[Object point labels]
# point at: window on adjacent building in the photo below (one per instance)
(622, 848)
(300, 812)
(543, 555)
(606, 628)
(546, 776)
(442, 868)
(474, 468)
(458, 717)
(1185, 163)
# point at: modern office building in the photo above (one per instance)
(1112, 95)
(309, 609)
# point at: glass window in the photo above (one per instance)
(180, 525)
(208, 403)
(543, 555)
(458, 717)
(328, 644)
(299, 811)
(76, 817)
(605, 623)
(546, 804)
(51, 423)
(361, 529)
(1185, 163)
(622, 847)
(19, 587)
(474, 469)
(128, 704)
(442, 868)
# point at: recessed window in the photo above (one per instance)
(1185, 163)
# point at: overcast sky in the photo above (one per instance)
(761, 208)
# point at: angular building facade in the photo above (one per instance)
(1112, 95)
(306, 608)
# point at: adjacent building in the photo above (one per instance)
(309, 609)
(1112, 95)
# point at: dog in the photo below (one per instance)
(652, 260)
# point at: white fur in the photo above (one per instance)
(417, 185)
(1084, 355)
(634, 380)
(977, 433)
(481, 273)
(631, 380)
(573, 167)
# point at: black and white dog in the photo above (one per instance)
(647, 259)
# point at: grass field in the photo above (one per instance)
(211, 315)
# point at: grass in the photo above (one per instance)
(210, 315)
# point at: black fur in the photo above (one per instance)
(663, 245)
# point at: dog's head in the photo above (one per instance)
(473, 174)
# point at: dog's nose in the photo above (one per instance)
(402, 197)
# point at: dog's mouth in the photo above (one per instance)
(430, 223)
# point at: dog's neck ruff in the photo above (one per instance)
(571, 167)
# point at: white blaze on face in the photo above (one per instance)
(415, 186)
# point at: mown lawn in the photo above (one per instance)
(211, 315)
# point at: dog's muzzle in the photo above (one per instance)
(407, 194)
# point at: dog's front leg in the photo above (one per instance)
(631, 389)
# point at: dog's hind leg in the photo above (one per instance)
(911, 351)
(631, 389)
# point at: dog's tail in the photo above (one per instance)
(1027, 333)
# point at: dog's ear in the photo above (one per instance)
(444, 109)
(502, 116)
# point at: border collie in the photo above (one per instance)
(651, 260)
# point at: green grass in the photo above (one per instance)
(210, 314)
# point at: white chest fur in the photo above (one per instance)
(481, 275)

Directive: Transcribe the whole listing exactly.

Exercise solution:
# point at: window on adjacent building in the photo below (one per instance)
(622, 848)
(300, 812)
(543, 555)
(606, 628)
(546, 776)
(442, 868)
(474, 468)
(458, 717)
(1185, 163)
# point at: modern office building in the photo above (one per instance)
(1112, 95)
(309, 609)
# point at: glass window in the photo above (one per instance)
(180, 525)
(208, 403)
(543, 555)
(458, 717)
(328, 644)
(299, 811)
(76, 817)
(605, 623)
(546, 804)
(51, 423)
(361, 529)
(1185, 163)
(622, 847)
(19, 587)
(474, 469)
(128, 704)
(442, 868)
# point at: recessed window in the photo above (one per instance)
(1185, 163)
# point at: overcast sky in the photo above (one per instance)
(761, 208)
# point at: angular building facade in the photo above (one per instance)
(1112, 95)
(306, 608)
# point at: adjacent building in the photo above (one per instance)
(309, 609)
(1112, 95)
# point at: dog in the photo below (one per instance)
(652, 260)
# point at: white fur in the photo above (one per instance)
(417, 185)
(1084, 355)
(634, 380)
(977, 433)
(481, 273)
(631, 380)
(573, 167)
# point at: black and white dog in the photo above (one per instance)
(647, 259)
# point at: grass field in the photo above (one per instance)
(211, 315)
# point at: grass in the photo above (one per instance)
(210, 315)
# point at: black fur in the photo above (one per instance)
(663, 245)
# point at: dog's head in the photo above (one per instance)
(473, 174)
# point at: dog's nose in the photo above (one per instance)
(402, 197)
# point at: dog's mouth in the photo above (one per instance)
(430, 223)
# point at: dog's neck ruff in the photo above (one per instance)
(571, 167)
# point at: white blaze on face in the photo above (one per instance)
(415, 186)
# point at: mown lawn in the photo above (one per instance)
(211, 315)
# point at: dog's muzzle in the photo above (one per instance)
(407, 194)
# point at: dog's front leg in the photo above (one per instance)
(631, 389)
# point at: dog's hind leg in the photo above (one per instance)
(911, 351)
(631, 389)
# point at: dog's tail in the photo above (one per instance)
(1027, 333)
# point at: dog's ear in the photo above (one per instance)
(444, 109)
(502, 116)
# point at: border collie in the photo above (one per instance)
(651, 260)
# point at: green grass in the photo above (one per instance)
(210, 314)
# point at: white chest fur in the photo above (one per instance)
(481, 275)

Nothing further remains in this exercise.